* _BRANO DA LEGGERE_:
= = = =
L’obbligo dei sacchetti biodegradabili in Italia è stato introdotto dalla legge 123/2017, emanata anche per recepire una direttiva dell’Unione europea in tema di materiali di imballaggio. Ma cosa prevede esattamente il testo? La Direttiva Ue fissa degli obiettivi in termini di riduzione nell’utilizzo dei sacchetti di plastica per gli Stati membri e lascia loro una certa libertà d’azione. L’Unione europea stabilisce che, riguardo i bio shopper, gli Stati possano prevedere l’uso di strumenti economici come la fissazione del prezzo, imposte e prelievi, purché questi portino a una riduzione sostenuta dell’utilizzo di borse di plastica. La scelta di esplicitare il costo del singolo sacchetto, perciò, è una decisione presa dal nostro Parlamento.
Perché i sacchetti che prima erano gratuiti ora si pagano?
Nonostante le polemiche delle ultime settimane, il realtà anche i vecchi sacchetti di plastica utlizzati al supermercato si pagavano. Fino a dicembre 2017, però, il loro costo veniva pagato dai distributori che lo ricaricavano poi sul prezzo finale degli alimenti. La verità, perciò, sta nel fatto che il loro costo fosse occulto, a differenza di quello dei sacchetti biodegradabili che si è scelto di esplicitare. Perché questa differenza? Nell’ottica di ridurre gli sprechi, dare un prezzo ai bio shopper significa disincentivarne l’abuso. Sostanzialmente, facendo ricadere il loro costo sul consumatore (o meglio rendendolo esplicito), si vuole alimentare una maggiore consapevolezza nel loro utilizzo e sensibilizzare gli utenti.
Davvero i sacchetti non sono completamente biodegradabili?
Questo è uno degli aspetti che ha generato maggiore confusione. La normativa non prevede che i sacchetti siano biodegradabili solo in specifiche percentuali. In realtà la legge prevede che i sacchetti vengano prodotti con materie prime rinnovabili in proporzione crescente negli anni. Si parte dal 40% previsto per il 2018 e si passa poi al 50% nel 2020, per arrivare al 2021 con sacchetti composti al 60% da materie prime rinnovabili. Questo è un aspetto che non incide sulla loro biodegradabilità.
Le etichette rendono i sacchetti non biodegradabili? Questa è un’informazione vera in parte. Infatti è vero che non tutte le etichette sono adatte a finire assieme ai rifiuti della raccolta dell’umido, perché contengono carta, colla e inchiostro. In circolazione esistono invece etichette idonee allo smaltimento con i rifiuti organici e, per esempio, la catena di supermercati Esselunga ha deciso di utilizzarle. Cosa succede allora se facciamo la spesa negli altri punti vendita e volessimo usare i sacchetti per la raccolta dell’umido? Una soluzione valida è quella di non applicare le etichette sul sacchetto, ma sui manici delle buste. In questo modo risulterà più semplice tagliarle via con l’aiuto delle forbici prima di gettarlo.
= = = =
* _ESTRATTO DEI DATI_:
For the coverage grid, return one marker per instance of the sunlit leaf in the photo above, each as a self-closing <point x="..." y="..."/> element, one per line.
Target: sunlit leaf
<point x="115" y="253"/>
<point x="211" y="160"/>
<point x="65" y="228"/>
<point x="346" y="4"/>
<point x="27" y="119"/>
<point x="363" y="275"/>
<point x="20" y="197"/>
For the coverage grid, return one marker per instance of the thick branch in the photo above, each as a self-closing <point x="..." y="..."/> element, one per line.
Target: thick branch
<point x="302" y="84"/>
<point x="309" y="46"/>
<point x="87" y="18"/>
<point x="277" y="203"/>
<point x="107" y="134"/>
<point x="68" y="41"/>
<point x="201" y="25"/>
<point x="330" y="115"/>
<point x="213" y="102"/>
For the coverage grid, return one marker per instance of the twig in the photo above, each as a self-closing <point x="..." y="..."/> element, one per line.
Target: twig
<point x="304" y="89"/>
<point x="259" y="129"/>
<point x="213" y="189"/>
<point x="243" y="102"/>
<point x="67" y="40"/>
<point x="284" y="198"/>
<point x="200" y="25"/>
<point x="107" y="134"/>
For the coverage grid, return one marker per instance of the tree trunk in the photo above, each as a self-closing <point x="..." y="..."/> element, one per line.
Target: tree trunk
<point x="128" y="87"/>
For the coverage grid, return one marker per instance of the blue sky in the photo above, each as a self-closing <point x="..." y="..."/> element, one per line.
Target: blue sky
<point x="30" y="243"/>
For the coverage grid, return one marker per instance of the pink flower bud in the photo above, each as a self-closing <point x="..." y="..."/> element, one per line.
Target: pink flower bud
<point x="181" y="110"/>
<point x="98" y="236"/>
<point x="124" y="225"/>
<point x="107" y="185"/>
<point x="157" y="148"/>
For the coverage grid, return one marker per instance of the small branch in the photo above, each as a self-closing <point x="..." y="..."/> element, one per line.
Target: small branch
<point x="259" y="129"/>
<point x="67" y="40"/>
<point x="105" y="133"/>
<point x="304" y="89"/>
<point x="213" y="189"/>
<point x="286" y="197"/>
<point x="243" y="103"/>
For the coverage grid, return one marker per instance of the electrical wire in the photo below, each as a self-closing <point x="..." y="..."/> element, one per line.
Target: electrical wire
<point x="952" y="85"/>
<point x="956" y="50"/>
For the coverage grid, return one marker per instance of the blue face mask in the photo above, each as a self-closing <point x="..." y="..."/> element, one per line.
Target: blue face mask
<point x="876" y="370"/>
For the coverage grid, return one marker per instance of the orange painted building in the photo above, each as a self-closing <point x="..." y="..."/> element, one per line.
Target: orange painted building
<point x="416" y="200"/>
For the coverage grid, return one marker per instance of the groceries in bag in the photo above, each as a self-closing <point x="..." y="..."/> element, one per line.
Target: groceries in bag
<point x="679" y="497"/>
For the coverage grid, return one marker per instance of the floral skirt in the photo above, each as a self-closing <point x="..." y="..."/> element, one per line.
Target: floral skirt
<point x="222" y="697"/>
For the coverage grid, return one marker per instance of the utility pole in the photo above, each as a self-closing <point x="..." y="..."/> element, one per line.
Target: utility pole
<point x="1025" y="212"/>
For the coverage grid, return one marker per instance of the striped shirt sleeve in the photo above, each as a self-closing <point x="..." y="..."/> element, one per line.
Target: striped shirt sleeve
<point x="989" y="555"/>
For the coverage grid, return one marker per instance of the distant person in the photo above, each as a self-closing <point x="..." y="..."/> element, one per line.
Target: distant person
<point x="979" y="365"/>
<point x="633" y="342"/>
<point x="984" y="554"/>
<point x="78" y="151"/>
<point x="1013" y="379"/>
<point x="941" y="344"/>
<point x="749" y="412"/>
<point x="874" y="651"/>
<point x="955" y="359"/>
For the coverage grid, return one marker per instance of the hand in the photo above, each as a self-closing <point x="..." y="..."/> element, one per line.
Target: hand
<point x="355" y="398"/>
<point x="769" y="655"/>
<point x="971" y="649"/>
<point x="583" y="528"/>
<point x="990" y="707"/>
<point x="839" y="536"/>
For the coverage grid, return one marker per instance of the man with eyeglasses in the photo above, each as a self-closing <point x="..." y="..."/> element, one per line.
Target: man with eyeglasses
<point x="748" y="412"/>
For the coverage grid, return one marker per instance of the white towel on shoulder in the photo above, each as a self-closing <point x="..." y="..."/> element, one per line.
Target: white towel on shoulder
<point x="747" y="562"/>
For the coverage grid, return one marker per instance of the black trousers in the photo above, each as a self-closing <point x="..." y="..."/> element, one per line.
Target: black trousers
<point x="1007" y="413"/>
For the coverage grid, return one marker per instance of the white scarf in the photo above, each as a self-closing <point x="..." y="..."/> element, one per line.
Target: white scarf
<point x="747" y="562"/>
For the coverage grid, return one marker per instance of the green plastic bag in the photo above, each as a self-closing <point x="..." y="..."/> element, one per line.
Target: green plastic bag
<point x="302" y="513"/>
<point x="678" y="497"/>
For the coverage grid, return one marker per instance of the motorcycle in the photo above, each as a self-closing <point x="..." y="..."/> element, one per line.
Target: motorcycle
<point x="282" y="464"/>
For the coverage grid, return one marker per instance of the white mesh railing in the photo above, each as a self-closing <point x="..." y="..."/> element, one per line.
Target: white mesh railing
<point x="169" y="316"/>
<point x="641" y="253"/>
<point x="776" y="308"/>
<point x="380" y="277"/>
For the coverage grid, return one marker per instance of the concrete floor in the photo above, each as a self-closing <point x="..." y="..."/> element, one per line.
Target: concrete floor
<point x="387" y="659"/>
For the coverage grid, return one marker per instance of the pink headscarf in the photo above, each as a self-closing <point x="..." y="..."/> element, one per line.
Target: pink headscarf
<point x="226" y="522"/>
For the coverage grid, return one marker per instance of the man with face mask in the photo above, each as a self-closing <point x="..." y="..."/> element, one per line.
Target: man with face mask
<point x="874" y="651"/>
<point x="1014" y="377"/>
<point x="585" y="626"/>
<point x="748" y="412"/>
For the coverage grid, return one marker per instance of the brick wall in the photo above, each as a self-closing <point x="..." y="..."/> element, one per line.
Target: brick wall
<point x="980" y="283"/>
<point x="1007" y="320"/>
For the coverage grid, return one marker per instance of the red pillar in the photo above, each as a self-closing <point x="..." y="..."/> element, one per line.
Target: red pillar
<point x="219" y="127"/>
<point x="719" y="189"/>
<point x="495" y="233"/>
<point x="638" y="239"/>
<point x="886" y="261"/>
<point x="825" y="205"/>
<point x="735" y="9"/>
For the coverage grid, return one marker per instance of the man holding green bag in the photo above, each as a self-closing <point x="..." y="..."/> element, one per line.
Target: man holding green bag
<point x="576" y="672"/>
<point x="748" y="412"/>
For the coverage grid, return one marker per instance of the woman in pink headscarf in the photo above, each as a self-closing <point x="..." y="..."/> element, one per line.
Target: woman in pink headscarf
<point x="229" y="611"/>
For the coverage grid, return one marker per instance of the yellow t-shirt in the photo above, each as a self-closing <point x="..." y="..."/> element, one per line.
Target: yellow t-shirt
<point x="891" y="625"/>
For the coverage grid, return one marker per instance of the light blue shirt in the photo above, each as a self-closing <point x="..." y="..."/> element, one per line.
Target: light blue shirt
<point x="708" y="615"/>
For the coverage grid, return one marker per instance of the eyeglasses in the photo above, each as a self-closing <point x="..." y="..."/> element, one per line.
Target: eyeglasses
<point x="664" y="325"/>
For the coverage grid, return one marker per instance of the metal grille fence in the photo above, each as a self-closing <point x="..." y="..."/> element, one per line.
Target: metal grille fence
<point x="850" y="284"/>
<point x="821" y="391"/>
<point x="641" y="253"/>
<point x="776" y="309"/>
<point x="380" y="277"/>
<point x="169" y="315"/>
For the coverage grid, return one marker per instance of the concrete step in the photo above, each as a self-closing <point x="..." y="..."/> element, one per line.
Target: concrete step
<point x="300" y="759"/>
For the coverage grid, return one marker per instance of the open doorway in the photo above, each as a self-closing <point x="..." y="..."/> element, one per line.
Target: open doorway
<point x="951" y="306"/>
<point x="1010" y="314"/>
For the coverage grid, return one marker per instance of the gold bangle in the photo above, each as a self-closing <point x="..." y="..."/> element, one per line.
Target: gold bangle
= = = =
* _CONSEGNA A_: Nel brano sui sacchetti biodegradabili, quale legge ha introdotto in Italia l'obbligo di usarli?
* _CONSEGNA B_: Trascrivi dal brano sui sacchetti biodegradabili il tratto che va da "L’obbligo dei sacchetti" fino a "dal nostro Parlamento.".

* _RISPOSTA CORRETTA A_: La legge 123/2017.

* _RISPOSTA CORRETTA B_:
L’obbligo dei sacchetti biodegradabili in Italia è stato introdotto dalla legge 123/2017, emanata anche per recepire una direttiva dell’Unione europea in tema di materiali di imballaggio. Ma cosa prevede esattamente il testo? La Direttiva Ue fissa degli obiettivi in termini di riduzione nell’utilizzo dei sacchetti di plastica per gli Stati membri e lascia loro una certa libertà d’azione. L’Unione europea stabilisce che, riguardo i bio shopper, gli Stati possano prevedere l’uso di strumenti economici come la fissazione del prezzo, imposte e prelievi, purché questi portino a una riduzione sostenuta dell’utilizzo di borse di plastica. La scelta di esplicitare il costo del singolo sacchetto, perciò, è una decisione presa dal nostro Parlamento.